Lower bound in algorithmic puzzle

This is a very fun problem, which I have encountered in the literature as the knights and spies problem. Good computers are called knights, because they always tell the truth, while bad computers are called spies, because they say whatever they want. (Traditionally, a liar would be called a knave.) I will use this terminology because I feel it is more consistent with other liar/truth-teller puzzles.

Let me briefly discuss an alternative objective: figure out everyone's identity, not just a single knight's. I encourage you to think about this problem before reading further. This is an interesting problem, in part because it's exciting how many different bounds I have seen people come up with:

  • $n^2$ or $n(n-1)$ by asking everyone about everyone
  • $\Theta(n\sqrt{n})$ using a standard "square-root" trick or $\Theta(n\log{n})$ by being smarter about the recursion
  • $5n + O(1)$, $3n + O(1)$, and $2n + O(1)$ by increasingly efficient methods related to pairing up people
  • $3n/2 + O(1)$ optimally!

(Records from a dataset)
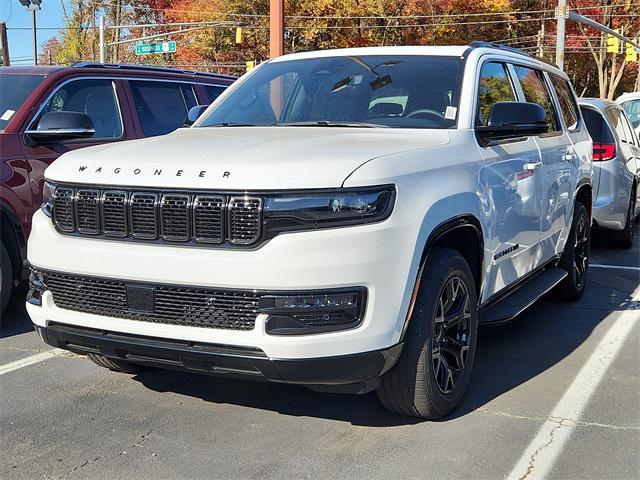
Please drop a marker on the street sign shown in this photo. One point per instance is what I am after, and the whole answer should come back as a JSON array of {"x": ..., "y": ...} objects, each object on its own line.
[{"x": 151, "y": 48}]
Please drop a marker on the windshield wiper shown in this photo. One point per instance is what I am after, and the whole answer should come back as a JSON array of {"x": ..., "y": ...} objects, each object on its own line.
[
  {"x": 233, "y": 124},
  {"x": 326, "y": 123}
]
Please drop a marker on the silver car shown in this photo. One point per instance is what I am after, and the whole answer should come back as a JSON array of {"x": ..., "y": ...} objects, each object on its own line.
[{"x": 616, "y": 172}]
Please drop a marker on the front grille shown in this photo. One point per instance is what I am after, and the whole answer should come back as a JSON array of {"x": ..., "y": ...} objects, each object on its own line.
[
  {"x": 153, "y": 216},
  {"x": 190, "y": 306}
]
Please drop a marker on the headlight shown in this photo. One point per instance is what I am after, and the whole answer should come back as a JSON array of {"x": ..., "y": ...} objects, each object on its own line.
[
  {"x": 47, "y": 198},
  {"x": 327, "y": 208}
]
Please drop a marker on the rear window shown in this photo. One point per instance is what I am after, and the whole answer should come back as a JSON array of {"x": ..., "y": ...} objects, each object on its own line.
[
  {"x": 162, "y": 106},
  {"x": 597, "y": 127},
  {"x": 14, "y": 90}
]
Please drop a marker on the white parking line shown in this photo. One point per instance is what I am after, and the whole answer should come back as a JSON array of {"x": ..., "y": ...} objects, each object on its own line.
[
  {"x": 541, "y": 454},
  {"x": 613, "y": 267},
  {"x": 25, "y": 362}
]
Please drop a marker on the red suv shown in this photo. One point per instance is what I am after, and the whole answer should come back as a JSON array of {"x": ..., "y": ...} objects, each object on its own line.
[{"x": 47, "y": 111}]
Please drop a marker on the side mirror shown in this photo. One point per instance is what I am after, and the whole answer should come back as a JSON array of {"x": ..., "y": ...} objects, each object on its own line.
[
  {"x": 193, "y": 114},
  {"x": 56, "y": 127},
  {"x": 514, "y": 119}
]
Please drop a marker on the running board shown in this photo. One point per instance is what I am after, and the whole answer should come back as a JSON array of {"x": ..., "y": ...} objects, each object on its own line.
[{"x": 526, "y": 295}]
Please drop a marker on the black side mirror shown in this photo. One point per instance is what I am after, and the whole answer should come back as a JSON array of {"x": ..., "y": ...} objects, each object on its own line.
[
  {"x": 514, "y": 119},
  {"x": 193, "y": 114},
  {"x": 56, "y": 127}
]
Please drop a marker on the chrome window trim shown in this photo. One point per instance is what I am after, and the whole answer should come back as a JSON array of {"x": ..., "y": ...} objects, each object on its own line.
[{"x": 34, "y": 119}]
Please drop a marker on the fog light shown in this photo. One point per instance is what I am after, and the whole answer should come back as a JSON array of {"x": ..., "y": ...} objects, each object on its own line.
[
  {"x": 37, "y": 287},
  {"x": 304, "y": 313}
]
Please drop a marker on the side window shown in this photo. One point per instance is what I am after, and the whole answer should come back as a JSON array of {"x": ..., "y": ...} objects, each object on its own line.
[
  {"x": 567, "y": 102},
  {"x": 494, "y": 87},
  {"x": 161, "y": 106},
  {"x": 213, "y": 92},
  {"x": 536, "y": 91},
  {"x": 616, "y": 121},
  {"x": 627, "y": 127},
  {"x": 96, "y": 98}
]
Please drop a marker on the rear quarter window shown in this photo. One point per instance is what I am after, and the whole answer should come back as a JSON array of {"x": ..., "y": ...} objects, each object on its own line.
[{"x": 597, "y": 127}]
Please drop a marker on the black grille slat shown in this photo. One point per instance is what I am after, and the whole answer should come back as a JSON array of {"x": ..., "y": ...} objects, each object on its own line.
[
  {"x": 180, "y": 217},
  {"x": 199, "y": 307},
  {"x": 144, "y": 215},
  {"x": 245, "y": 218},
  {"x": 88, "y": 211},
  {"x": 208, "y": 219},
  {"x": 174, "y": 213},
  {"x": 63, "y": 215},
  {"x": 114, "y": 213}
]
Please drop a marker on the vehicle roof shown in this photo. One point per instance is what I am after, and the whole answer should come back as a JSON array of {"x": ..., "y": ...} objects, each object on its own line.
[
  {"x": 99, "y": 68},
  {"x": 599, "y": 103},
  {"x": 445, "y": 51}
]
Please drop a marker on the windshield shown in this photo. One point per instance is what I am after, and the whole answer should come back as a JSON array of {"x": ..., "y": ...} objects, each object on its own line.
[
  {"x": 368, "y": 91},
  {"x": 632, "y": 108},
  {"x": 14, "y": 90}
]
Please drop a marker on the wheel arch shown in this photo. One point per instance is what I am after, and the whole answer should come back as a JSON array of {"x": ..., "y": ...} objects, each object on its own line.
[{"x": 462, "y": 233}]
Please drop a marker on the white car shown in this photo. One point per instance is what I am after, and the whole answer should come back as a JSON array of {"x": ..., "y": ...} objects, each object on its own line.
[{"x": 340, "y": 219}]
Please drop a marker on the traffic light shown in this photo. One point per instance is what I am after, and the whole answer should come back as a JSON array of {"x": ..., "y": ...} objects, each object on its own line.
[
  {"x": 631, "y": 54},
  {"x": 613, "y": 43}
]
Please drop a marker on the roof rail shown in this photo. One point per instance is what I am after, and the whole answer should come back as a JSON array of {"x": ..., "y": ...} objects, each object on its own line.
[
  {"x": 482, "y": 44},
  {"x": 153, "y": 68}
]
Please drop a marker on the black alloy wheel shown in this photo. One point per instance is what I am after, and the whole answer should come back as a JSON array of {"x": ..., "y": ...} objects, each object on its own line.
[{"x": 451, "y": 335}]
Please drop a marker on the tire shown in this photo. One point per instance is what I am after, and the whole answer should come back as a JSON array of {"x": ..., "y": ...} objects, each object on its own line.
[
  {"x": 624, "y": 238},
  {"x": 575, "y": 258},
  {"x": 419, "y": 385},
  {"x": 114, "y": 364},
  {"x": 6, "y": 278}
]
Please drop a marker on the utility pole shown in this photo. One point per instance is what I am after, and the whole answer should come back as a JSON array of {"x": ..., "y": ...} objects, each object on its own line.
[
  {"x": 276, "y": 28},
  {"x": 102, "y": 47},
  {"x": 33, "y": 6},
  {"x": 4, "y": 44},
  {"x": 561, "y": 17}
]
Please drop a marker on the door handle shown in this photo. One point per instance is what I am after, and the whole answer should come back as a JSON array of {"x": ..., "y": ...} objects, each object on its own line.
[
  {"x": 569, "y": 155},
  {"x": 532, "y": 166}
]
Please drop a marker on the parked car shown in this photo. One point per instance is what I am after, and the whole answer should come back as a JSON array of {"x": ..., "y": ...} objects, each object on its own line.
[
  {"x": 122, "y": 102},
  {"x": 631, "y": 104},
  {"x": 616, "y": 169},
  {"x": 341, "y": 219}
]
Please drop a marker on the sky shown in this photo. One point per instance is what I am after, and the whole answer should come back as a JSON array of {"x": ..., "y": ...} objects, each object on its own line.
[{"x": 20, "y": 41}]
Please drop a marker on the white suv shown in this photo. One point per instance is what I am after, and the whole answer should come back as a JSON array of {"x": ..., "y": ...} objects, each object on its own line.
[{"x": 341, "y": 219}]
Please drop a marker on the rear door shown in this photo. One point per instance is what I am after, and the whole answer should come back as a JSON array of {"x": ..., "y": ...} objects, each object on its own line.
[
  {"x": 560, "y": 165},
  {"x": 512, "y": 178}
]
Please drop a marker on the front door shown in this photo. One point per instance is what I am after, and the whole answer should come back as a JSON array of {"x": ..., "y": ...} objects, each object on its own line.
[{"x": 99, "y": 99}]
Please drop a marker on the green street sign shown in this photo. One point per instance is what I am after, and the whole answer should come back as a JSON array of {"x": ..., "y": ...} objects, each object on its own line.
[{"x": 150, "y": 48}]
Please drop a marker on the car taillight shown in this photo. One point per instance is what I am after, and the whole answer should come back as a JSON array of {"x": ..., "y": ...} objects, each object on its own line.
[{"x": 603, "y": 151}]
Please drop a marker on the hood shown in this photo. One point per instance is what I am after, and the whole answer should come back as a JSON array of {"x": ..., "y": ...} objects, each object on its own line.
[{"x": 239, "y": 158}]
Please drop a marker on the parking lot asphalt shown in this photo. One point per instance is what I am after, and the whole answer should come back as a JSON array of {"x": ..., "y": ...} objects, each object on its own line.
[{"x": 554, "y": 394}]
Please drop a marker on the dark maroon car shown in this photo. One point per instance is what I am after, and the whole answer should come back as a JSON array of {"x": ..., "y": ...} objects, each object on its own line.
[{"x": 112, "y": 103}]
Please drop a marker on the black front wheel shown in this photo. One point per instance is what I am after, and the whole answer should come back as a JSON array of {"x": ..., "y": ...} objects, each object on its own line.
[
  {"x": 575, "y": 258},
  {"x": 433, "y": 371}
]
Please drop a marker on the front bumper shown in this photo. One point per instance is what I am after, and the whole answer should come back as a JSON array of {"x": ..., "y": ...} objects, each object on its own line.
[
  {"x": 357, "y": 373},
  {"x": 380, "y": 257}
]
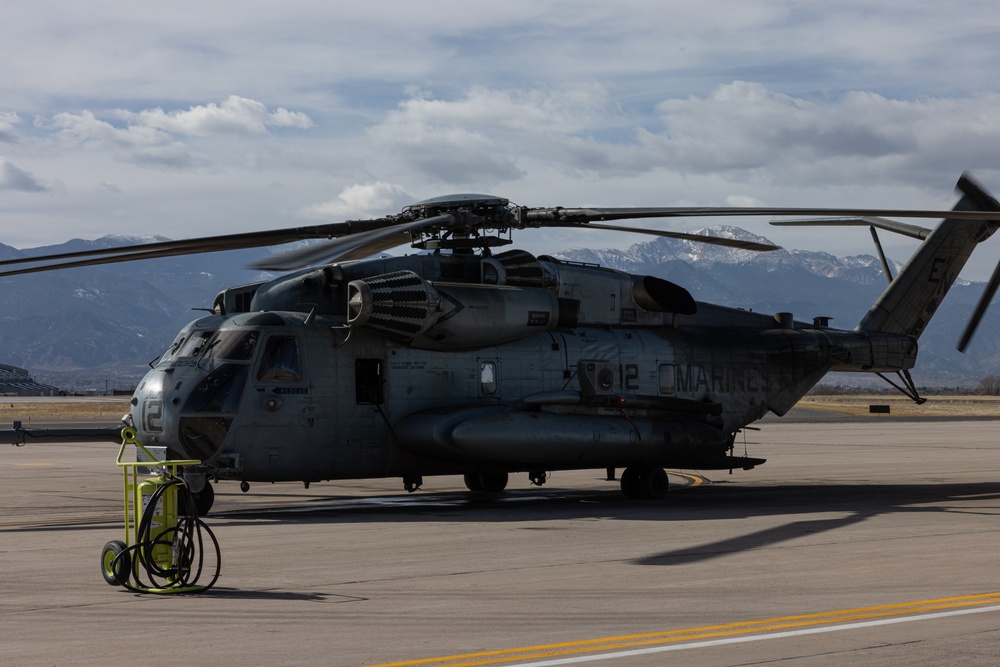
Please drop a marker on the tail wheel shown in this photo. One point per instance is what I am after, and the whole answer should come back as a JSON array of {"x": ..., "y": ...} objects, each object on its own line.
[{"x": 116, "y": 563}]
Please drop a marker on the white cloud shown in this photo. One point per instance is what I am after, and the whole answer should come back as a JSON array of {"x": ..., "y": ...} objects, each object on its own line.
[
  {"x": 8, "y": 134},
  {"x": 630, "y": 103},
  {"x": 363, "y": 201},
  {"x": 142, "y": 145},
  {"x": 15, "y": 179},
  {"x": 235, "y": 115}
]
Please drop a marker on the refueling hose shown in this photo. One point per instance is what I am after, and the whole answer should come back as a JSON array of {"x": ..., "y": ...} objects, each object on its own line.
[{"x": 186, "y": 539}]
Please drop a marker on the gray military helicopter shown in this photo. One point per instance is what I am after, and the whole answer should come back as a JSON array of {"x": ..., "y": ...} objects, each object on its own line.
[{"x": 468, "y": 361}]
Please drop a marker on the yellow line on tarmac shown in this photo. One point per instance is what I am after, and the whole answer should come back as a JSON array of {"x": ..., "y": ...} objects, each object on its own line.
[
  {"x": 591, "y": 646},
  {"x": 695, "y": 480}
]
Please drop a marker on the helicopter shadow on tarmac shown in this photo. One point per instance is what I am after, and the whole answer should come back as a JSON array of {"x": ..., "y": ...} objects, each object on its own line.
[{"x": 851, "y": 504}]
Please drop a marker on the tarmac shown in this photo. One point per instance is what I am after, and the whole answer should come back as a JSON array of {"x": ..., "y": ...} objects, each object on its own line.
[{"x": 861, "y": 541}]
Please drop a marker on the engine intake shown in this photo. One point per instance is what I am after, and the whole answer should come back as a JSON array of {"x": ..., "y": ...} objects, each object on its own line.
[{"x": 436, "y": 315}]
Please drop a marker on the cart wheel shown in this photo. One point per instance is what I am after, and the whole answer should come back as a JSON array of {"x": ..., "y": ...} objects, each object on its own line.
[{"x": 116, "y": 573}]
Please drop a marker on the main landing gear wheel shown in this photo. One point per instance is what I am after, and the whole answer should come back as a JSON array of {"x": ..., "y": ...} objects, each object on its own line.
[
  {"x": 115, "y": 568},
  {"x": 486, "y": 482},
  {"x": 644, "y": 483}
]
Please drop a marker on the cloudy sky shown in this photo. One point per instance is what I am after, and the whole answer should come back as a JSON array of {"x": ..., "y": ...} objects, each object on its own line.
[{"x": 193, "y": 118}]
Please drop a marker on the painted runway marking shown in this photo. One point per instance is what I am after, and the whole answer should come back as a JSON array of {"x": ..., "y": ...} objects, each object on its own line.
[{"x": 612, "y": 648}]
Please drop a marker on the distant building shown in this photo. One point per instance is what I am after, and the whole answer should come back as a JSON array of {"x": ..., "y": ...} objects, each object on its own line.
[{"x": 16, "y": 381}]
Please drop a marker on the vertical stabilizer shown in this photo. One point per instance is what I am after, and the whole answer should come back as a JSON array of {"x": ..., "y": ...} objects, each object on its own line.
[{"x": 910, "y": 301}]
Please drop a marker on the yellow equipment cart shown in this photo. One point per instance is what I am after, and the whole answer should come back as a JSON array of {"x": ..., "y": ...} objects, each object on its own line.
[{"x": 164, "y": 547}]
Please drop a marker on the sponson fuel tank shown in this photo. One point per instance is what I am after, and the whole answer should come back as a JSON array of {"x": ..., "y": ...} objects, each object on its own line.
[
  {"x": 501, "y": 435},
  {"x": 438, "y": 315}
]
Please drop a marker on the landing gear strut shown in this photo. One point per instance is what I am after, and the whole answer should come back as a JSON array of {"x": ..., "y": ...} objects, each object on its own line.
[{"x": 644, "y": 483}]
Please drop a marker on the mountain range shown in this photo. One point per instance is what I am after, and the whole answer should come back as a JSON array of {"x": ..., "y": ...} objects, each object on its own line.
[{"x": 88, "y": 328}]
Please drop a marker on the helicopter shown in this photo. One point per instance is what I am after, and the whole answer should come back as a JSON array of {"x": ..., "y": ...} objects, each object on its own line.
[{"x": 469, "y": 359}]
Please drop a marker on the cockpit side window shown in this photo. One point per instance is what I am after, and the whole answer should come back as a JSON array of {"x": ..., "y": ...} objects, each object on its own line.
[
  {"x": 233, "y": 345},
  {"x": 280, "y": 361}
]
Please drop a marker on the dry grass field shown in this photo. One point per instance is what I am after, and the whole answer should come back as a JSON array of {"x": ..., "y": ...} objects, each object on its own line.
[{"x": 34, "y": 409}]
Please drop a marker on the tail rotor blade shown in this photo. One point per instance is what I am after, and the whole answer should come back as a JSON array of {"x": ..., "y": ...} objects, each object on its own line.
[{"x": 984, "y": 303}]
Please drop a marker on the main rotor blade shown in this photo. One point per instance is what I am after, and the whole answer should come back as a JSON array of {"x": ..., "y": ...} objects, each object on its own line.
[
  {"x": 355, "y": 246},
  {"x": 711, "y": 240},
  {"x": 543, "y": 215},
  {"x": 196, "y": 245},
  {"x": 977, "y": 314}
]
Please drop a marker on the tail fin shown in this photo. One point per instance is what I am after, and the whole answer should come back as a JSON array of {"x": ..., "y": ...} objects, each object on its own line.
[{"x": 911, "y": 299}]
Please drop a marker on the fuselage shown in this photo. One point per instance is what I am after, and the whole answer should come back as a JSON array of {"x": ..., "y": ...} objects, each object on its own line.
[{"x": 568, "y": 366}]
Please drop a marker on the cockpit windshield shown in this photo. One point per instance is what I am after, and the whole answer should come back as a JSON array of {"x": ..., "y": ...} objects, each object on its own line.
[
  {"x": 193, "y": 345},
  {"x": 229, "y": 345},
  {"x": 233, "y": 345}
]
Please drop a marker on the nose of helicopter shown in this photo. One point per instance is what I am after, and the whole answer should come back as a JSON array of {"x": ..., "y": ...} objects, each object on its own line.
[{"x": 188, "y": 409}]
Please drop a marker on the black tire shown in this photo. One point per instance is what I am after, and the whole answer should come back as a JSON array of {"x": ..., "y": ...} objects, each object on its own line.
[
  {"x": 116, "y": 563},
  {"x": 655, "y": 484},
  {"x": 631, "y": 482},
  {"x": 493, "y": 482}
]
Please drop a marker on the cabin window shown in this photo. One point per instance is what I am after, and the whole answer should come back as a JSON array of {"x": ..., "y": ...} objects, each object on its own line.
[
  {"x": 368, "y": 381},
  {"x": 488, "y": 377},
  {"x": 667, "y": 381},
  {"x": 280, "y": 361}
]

Problem statement: Duplicate the whole text about the knights and spies puzzle, word for word. The records aren't needed for this.

Task result:
Lower bound in algorithmic puzzle

This is a very fun problem, which I have encountered in the literature as the knights and spies problem. Good computers are called knights, because they always tell the truth, while bad computers are called spies, because they say whatever they want. (Traditionally, a liar would be called a knave.) I will use this terminology because I feel it is more consistent with other liar/truth-teller puzzles.

Let me briefly discuss an alternative objective: figure out everyone's identity, not just a single knight's. I encourage you to think about this problem before reading further. This is an interesting problem, in part because it's exciting how many different bounds I have seen people come up with:

  • $n^2$ or $n(n-1)$ by asking everyone about everyone
  • $\Theta(n\sqrt{n})$ using a standard "square-root" trick or $\Theta(n\log{n})$ by being smarter about the recursion
  • $5n + O(1)$, $3n + O(1)$, and $2n + O(1)$ by increasingly efficient methods related to pairing up people
  • $3n/2 + O(1)$ optimally!